▶ Text
The Latin name of Champagne, Campania, reflects the extremely flat relief of the central part of the province, suitable for setting up big camps. Champagne was then inhabited by the Belgians, who established there several tribes, whose names were later used to name their capitals: Senones (Sens), Tricasses (Troyes), Meldi (Meaux), Remes (Reims), Catalauni (Châlons) and Lingones (Langres).

In 451, the Roman general Aetius defeated Attila in the Catalauni Fields, a place whose exact location is still unkown. In 498, St. Remigius, Bishop of Reims, baptized King of the Franks Clovis in Reims. This event was considered as the foundation of the Christian Kingdom of France. From 1223 (Louis VIII) to Charles X (1825), 25 kings of France were crowned in Reims. Joan of Arc is said to have attended the coronation of Charles VII (17 July 1429), holding her standard and saying: "It [the standard] has been in trouble, now it deserves honours."

The feudal state of Champagne was formed in the beginning of the 10th century. Herbert II, Count of Vermandois (d. 943), constituted his personal state around the Bishopric of Reims. After his death, his sons shared the state with the "permission" of the weak Carolingian kings of France. Around 980, a second sharing out occurred between Herbert the Young and Odo I of Blois, two lords supporting the Capetians against the Carolingians. Herbert died in 995, Odo the next year. His widow Bertha of Burgundy remarried with the Capetian king Robert the Pious. With Robert's support, Odo I's son, Odo II, inherited the states of his father and of his cousin Stephen, Herbert's son, who had died without a heir. Odo II attempted to be crowned Emperor and invaded Lotharingia (now Lorraine) and Burgundy, being eventually killed in Bar-le-Duc in 1037.

▶ Recorded data
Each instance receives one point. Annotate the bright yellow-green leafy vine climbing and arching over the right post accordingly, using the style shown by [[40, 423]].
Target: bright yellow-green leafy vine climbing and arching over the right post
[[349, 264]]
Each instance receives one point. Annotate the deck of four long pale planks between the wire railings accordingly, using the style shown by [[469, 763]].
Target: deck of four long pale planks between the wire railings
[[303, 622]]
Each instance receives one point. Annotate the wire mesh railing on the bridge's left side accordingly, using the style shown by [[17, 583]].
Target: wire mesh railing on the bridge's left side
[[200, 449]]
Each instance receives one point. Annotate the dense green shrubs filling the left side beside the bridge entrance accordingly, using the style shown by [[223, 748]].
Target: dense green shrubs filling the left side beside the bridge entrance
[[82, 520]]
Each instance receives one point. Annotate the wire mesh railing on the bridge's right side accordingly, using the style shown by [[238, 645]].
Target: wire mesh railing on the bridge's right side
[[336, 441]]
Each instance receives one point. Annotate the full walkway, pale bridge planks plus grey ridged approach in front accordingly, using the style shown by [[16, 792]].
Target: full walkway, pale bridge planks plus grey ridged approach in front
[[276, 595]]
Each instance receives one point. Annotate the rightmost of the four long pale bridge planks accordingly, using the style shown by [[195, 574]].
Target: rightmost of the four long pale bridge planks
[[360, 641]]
* * *
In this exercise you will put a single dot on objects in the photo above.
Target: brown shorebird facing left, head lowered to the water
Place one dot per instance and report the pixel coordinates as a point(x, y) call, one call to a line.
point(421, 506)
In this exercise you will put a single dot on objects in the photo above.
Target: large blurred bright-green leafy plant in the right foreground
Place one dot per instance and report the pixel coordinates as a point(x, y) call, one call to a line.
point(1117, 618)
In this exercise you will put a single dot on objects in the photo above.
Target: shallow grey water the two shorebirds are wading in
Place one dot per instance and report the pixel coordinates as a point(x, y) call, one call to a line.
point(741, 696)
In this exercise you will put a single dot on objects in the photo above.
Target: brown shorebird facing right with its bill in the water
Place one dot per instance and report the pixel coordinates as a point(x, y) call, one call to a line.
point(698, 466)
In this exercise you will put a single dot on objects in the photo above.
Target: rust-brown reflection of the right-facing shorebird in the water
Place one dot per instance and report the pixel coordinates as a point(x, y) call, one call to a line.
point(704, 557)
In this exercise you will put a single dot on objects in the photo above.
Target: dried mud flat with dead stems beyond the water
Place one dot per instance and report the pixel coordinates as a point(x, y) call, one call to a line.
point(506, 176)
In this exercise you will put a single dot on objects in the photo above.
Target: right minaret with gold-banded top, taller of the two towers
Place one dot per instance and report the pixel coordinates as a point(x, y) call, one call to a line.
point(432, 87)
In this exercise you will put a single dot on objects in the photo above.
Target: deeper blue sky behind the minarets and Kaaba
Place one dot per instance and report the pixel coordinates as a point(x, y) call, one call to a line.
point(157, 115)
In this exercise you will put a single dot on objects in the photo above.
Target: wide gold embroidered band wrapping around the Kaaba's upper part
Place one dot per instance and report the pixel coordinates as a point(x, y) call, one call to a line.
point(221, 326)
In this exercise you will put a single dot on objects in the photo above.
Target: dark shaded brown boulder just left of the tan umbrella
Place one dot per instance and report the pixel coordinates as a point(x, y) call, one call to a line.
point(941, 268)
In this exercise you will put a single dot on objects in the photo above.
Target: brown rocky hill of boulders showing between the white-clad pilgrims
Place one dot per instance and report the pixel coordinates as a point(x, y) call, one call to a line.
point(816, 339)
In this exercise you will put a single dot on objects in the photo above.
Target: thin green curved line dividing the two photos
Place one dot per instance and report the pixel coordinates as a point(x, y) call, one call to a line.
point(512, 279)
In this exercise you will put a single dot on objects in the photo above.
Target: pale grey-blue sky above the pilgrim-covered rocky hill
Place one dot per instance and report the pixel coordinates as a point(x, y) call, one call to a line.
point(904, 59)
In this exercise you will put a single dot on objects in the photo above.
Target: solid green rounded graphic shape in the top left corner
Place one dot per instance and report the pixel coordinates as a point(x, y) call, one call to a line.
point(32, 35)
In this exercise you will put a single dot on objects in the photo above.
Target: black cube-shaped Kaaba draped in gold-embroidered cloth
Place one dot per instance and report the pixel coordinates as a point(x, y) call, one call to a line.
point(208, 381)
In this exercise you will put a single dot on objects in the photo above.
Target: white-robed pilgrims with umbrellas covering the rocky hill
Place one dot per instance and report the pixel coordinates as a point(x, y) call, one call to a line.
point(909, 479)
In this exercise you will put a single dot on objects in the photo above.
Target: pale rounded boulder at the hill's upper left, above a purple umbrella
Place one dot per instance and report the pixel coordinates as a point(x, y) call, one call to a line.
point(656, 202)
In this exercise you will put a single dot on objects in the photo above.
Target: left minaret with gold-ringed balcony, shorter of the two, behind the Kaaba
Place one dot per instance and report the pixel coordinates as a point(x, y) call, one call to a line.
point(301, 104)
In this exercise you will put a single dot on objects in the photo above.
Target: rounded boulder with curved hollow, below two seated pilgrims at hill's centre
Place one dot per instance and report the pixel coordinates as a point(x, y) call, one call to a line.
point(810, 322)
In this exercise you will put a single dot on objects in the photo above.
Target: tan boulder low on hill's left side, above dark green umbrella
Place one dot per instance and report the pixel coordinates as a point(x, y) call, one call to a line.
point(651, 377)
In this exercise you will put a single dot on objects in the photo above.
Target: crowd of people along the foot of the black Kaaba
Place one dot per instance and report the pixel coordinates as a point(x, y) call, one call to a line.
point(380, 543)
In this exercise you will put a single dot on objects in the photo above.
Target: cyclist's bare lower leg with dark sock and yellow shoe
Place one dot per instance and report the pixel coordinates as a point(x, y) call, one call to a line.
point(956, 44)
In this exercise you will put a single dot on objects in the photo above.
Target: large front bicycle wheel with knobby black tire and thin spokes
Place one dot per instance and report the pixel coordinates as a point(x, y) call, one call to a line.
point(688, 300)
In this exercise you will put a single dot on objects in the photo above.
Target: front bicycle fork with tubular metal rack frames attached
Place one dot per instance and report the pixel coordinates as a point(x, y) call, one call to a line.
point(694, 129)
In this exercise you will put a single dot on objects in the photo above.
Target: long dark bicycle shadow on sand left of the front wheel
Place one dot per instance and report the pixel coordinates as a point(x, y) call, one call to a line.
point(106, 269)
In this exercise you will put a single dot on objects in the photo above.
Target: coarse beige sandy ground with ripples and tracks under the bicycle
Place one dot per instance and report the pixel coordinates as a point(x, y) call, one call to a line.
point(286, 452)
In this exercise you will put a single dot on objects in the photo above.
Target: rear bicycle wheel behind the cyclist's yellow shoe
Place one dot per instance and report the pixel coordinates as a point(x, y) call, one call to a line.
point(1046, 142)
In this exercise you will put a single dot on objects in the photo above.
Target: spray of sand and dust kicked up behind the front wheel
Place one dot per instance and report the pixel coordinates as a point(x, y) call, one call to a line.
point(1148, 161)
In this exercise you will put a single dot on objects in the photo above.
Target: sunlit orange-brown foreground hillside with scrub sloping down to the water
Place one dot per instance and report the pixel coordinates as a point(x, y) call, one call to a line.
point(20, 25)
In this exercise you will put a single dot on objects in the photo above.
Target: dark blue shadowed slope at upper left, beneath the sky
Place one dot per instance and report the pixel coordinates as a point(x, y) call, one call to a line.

▶ Tasks
1. In the passage on Champagne's history, who baptized Clovis in Reims in 498?
2. Please carry on the passage on Champagne's history, starting after its last sentence.

▶ Results by task
1. St. Remigius, Bishop of Reims.

2.
In spite of the ambitions of King Henry I, Odo II's son, Theobald I could keep most of Champagne. His son Stephen III Henry succeeded him and went on the Crusade in Palestine, where he died in 1102. During his leave, the state was administrated by Countess Adela, who created the Countal Chancellery. Hugh (d. 1125), an other son of Theobald I, succeeded Stephen Henry, inaugurating the title of Count of Champagne, as Hugh I. He disinherited his son Odo and appointed his nephew Theobald II, a son of Stephen Henry and Adela, as his successor. Theobald II (d. 1152) initially bore only the title of Count of Blois and claimed the throne of England in 1120. However, his brother Stephen was crowned in 1135. Theobald struggled against King of France Louis VII in 1142 and eventually returned to Champagne, where he attracted Italian moneychangers and developed a brilliant economy based on commercial fairs.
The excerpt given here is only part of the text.